# Direction:
Emit the line that holds "Exercise. Put one point on every instance of the white dog" and all lines following it through the end of the data, verbatim, and nothing else.

* * * * * * *

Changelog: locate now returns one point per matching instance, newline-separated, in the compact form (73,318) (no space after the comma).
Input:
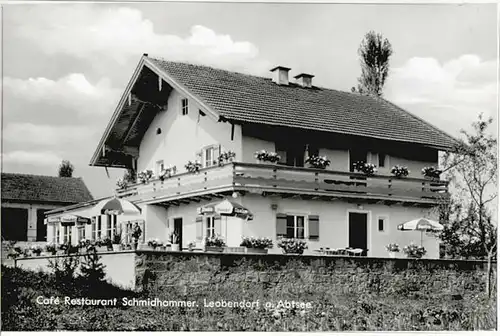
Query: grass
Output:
(330,311)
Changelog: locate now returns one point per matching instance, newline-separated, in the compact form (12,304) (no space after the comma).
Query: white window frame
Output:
(160,166)
(67,234)
(81,232)
(209,225)
(295,215)
(184,106)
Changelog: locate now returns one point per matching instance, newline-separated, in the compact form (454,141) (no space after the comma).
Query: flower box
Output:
(214,249)
(253,250)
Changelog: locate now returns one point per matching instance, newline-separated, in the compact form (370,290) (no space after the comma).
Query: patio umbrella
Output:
(68,220)
(421,224)
(117,206)
(226,208)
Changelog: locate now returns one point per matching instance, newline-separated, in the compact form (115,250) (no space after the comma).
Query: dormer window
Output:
(184,106)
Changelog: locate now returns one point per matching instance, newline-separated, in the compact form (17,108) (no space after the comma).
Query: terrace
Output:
(269,179)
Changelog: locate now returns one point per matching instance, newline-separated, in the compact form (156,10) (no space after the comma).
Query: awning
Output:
(226,208)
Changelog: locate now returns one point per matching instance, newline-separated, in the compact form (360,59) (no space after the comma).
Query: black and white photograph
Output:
(249,166)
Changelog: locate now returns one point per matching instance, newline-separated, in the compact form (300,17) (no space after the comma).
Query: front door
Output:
(178,231)
(41,228)
(358,231)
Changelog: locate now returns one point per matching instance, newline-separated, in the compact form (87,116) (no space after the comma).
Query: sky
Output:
(65,66)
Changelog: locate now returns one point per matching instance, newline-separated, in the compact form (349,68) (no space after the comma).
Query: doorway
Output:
(358,231)
(41,227)
(178,231)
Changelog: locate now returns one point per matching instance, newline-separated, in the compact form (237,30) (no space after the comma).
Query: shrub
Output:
(292,245)
(414,251)
(366,168)
(92,268)
(261,243)
(431,172)
(392,247)
(319,162)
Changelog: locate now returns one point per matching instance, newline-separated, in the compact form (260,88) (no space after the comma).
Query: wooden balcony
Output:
(288,182)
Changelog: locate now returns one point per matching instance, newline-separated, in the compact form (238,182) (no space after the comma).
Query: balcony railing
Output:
(278,178)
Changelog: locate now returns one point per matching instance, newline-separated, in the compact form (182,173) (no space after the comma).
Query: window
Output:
(184,106)
(381,159)
(295,227)
(381,224)
(67,234)
(159,167)
(96,227)
(210,156)
(210,227)
(81,232)
(111,229)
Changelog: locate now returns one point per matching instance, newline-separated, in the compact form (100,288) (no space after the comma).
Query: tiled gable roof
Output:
(253,99)
(45,189)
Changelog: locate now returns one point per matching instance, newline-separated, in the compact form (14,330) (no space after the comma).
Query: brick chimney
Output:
(304,80)
(280,75)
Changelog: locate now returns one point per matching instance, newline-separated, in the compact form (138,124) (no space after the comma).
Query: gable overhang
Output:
(134,114)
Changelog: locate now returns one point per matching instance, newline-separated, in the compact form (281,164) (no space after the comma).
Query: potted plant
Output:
(153,243)
(392,248)
(51,248)
(193,166)
(36,249)
(117,239)
(191,246)
(174,242)
(121,183)
(256,245)
(226,157)
(145,175)
(368,169)
(265,156)
(318,162)
(136,234)
(400,171)
(214,244)
(167,172)
(414,251)
(292,245)
(431,172)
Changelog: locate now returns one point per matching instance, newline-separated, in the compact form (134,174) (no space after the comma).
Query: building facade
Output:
(174,113)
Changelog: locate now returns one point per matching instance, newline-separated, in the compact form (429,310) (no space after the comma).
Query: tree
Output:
(66,169)
(374,53)
(470,231)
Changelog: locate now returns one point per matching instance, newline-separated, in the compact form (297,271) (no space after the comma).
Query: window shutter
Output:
(199,228)
(218,225)
(217,151)
(280,226)
(314,227)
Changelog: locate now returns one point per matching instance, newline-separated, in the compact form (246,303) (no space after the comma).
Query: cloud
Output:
(72,92)
(120,34)
(46,158)
(449,94)
(47,135)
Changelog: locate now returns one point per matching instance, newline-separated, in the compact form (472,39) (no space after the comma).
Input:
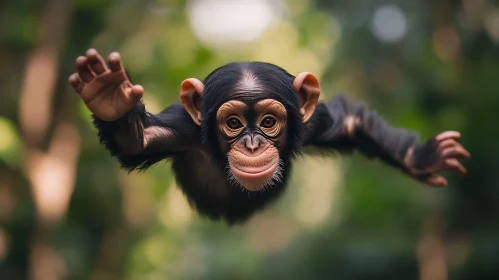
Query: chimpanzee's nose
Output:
(252,142)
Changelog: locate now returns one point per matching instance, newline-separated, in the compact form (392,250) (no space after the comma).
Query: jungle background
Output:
(68,212)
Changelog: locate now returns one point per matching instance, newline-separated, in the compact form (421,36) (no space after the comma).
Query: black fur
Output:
(199,163)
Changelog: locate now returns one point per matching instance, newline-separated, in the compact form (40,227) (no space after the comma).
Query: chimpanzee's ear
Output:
(190,94)
(307,87)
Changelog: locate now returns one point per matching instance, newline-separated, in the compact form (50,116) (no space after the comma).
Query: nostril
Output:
(252,144)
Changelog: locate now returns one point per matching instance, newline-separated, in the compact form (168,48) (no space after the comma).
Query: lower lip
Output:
(262,176)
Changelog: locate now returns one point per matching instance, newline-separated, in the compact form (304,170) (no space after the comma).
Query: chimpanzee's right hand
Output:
(106,91)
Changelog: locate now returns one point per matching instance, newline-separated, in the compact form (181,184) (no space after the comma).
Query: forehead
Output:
(237,106)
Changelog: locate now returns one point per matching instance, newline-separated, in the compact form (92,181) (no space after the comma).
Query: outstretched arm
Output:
(137,138)
(346,126)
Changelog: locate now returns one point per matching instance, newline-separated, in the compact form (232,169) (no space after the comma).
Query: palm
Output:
(108,93)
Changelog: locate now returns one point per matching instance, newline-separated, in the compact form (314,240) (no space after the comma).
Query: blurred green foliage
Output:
(341,218)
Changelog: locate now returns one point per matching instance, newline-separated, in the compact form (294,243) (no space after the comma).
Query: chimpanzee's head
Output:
(251,116)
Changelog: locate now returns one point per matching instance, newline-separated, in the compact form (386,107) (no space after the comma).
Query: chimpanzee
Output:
(233,136)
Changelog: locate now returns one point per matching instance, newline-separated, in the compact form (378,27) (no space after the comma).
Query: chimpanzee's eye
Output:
(268,122)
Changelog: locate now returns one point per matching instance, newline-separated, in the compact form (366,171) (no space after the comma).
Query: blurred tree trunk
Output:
(51,173)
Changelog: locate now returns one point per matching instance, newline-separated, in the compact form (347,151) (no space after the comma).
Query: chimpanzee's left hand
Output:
(441,153)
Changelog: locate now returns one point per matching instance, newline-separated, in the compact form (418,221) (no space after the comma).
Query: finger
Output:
(437,181)
(115,63)
(454,164)
(137,90)
(75,82)
(83,70)
(448,135)
(448,143)
(457,152)
(96,62)
(136,93)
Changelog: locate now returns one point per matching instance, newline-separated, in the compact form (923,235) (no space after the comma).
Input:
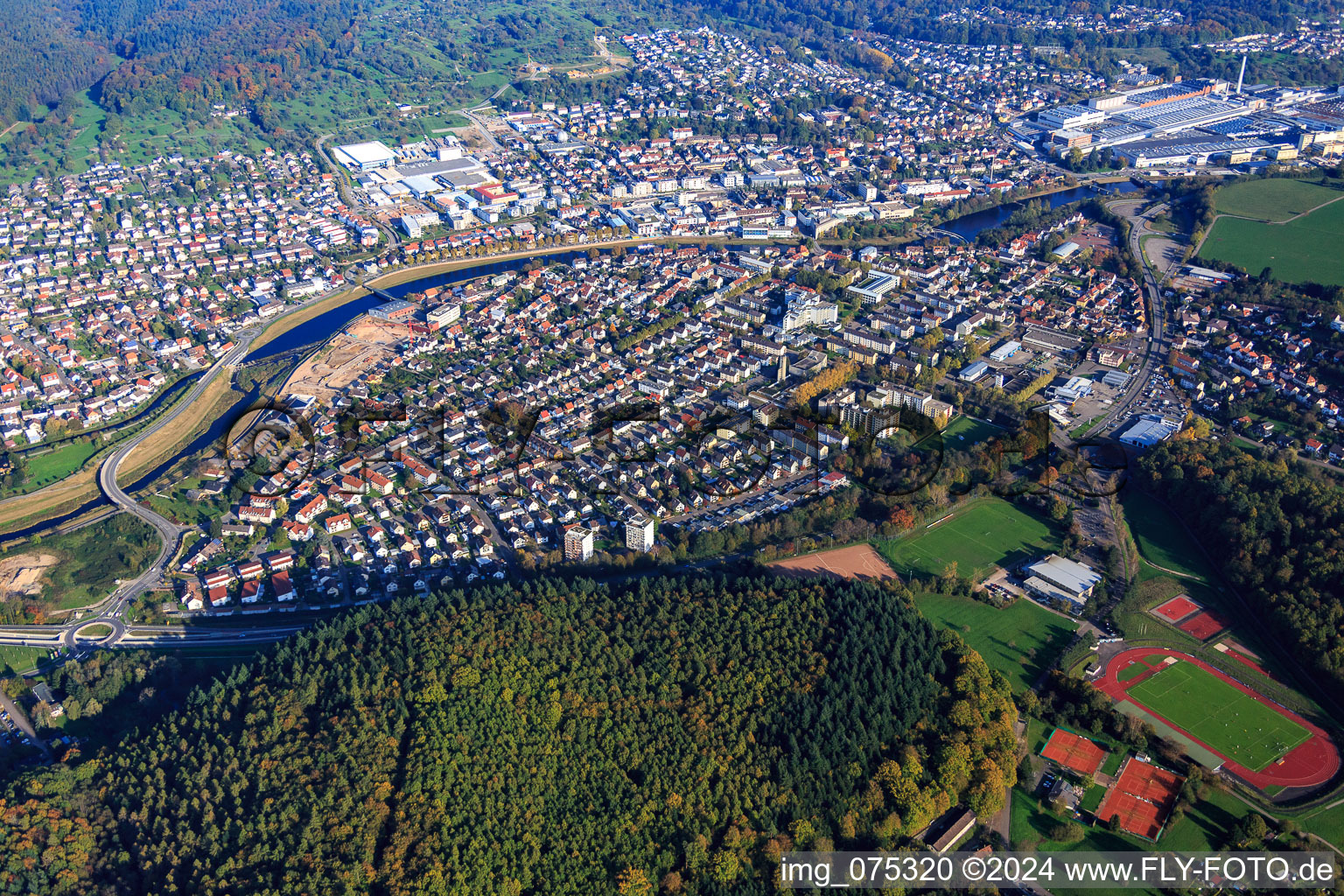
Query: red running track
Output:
(1308,765)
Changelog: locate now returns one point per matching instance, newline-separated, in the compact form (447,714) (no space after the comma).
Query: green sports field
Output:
(1303,250)
(1271,199)
(984,535)
(1228,720)
(1020,641)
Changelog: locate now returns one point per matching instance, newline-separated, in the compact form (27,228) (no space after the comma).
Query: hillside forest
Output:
(558,738)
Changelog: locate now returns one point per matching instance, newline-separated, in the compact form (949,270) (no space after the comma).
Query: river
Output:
(311,332)
(970,226)
(327,324)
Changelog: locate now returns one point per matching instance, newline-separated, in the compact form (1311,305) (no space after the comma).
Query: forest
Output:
(1280,536)
(551,738)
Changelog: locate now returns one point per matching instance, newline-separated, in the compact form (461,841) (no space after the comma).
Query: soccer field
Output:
(990,534)
(1216,713)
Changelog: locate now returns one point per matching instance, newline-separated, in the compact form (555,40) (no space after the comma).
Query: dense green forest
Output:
(1280,534)
(550,738)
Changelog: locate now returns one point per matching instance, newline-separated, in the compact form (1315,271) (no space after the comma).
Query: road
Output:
(1158,343)
(22,723)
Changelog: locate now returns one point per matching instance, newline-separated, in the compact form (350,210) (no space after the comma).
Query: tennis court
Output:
(1073,751)
(1203,625)
(990,534)
(1143,797)
(1219,715)
(1176,609)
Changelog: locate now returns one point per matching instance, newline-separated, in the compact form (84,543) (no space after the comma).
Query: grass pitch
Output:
(1020,641)
(977,539)
(1219,715)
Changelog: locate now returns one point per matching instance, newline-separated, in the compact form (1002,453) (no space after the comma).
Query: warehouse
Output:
(1148,430)
(368,156)
(1060,578)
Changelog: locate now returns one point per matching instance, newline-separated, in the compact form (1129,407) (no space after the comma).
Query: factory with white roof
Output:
(1194,122)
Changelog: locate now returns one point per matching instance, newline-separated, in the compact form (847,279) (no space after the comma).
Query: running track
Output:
(1308,765)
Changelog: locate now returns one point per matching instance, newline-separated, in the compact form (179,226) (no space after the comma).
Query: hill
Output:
(679,730)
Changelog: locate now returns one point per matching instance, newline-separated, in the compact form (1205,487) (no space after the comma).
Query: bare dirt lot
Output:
(20,575)
(361,346)
(855,562)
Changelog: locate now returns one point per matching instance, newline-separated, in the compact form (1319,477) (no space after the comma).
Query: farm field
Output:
(978,537)
(19,659)
(1271,199)
(965,431)
(1303,250)
(855,562)
(1019,641)
(1228,720)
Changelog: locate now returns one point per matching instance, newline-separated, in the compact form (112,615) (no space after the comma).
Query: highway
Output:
(170,534)
(1158,343)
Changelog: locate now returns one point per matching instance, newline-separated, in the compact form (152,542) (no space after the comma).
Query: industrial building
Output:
(875,286)
(368,156)
(1063,579)
(1148,430)
(639,534)
(1194,122)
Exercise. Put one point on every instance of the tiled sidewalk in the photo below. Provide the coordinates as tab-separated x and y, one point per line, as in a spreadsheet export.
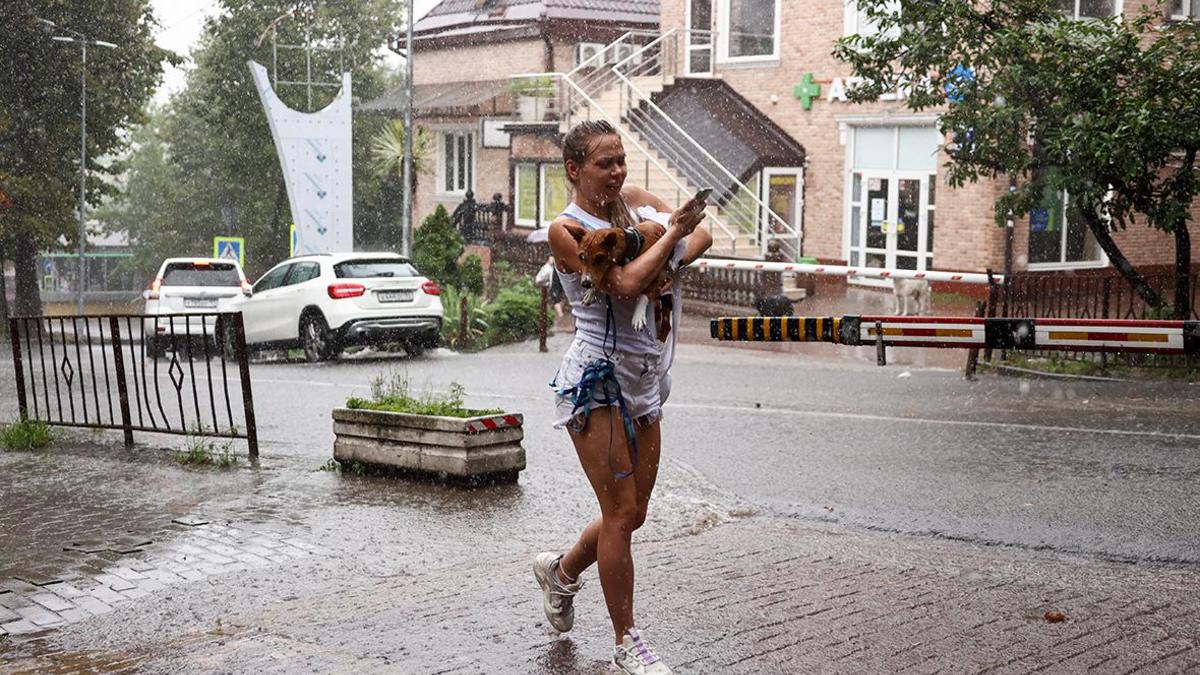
754	596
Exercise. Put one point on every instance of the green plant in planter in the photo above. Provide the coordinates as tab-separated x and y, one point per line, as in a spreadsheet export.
394	393
538	87
25	435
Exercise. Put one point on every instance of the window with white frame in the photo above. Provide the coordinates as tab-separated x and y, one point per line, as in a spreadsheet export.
749	29
525	193
857	22
457	160
1090	9
556	191
1185	10
1059	236
540	192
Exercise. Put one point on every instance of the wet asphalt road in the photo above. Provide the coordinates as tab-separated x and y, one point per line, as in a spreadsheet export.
1103	469
805	441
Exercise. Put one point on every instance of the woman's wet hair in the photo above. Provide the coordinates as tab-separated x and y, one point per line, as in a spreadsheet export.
577	145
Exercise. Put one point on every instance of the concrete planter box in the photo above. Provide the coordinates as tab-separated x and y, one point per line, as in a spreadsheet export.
472	448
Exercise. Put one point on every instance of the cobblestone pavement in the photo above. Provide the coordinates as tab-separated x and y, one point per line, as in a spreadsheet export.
754	596
125	561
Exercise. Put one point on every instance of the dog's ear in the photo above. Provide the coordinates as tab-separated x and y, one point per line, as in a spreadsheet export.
576	230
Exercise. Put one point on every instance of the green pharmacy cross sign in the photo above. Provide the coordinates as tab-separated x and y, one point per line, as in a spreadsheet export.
807	90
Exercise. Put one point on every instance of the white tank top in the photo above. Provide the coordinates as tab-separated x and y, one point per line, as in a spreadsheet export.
592	322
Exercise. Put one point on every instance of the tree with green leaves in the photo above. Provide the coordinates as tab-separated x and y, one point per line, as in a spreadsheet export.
388	151
219	155
437	248
1105	111
40	120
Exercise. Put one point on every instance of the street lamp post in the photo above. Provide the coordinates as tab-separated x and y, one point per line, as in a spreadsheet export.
83	41
407	223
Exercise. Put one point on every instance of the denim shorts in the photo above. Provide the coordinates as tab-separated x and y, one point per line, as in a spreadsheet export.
645	386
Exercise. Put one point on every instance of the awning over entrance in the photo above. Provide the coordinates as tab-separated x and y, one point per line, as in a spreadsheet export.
445	97
726	125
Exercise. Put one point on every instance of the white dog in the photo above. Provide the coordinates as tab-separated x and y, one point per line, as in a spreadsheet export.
911	294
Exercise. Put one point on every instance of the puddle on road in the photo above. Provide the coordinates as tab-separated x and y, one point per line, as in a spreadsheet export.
37	657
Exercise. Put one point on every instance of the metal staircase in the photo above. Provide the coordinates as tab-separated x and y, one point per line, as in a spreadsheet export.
618	84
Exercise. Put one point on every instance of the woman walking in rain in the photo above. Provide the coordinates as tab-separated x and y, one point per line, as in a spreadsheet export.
612	382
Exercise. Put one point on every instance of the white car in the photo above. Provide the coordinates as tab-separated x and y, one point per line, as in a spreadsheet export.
331	300
189	286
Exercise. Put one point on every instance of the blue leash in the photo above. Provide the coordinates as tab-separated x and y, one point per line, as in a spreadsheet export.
601	374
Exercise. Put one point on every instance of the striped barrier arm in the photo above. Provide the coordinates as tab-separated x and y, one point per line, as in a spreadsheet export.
493	423
1063	334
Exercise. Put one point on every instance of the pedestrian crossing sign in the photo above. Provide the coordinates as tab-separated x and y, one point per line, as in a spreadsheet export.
229	249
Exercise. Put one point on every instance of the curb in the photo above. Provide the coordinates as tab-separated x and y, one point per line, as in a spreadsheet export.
1014	371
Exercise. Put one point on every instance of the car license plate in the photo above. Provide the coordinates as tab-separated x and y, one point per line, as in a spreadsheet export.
395	296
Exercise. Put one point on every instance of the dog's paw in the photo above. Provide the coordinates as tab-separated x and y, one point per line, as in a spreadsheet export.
640	312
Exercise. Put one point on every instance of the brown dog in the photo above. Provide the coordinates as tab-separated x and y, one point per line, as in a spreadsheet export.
603	249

* * * * * * *

# Exercise response:
Exercise. Put one point on every instance of the white dog in the photo above. Provide the coordinates as tab-separated x and y, one point per line, as in a spreadsheet export.
911	294
Exercise. Put one point on every instance of the puddle on road in the photo above. Provide the coordinates as tab-separated x and y, one point per line, as in a spreadsheet export.
37	657
Exercise. Put one point on every instance of the metal staircase in the photo above. Provide the coordinates as tab-separated x and y, one point per line, as in a spreadsheet export.
618	84
Exercise. Put one point on every instance of the woman walking in rain in the photo above. Provide the coordinates as tab-separated x and y, one point per line, as in a spreadsheet export.
612	382
Exercise. Put one point on every instance of the white car in the photo above. Provide the coordinates as tab-separated x and y, one point per line, as in a spreadsheet export.
331	300
189	286
Exercise. Put one point on every instance of the blue leash in the photo above. Provide the coordinates as tab-separated x and y, one point per line, as in a spreadsheet export.
601	374
Exercise. Put one point on every instance of the striped barrier arm in the photo above. Provide the coordinates as tab-separated x and y, one point per line, as in a spreadsheet export.
493	423
1063	334
Exercise. Put one point on every instance of the pedestrian crossing sign in the photo above. Provide the coordinates as tab-separated x and y, one point per line, as in a spreadsheet export.
229	249
Exercise. Put one point on every instance of the curb in the photo above. Provide the coordinates as tab-separated x and y, one point per line, as in a spreadsheet export.
1014	371
Exercise. Put one point on every instance of the car license plate in the photo above. Provide the coordinates as tab-separated x and y, one point per line, as in a spreadsheet export.
395	296
Exercise. Put one point on every instance of the dog's paw in the photo above. Provide the coordinates as tab-separated x and y, one point per line, as in a spreadsheet export.
640	312
Exercise. Put one point on every instance of the brown dog in the photo above. Provide the coordinates as tab-separated x and y, one point per line, as in a spreadsheet export.
603	249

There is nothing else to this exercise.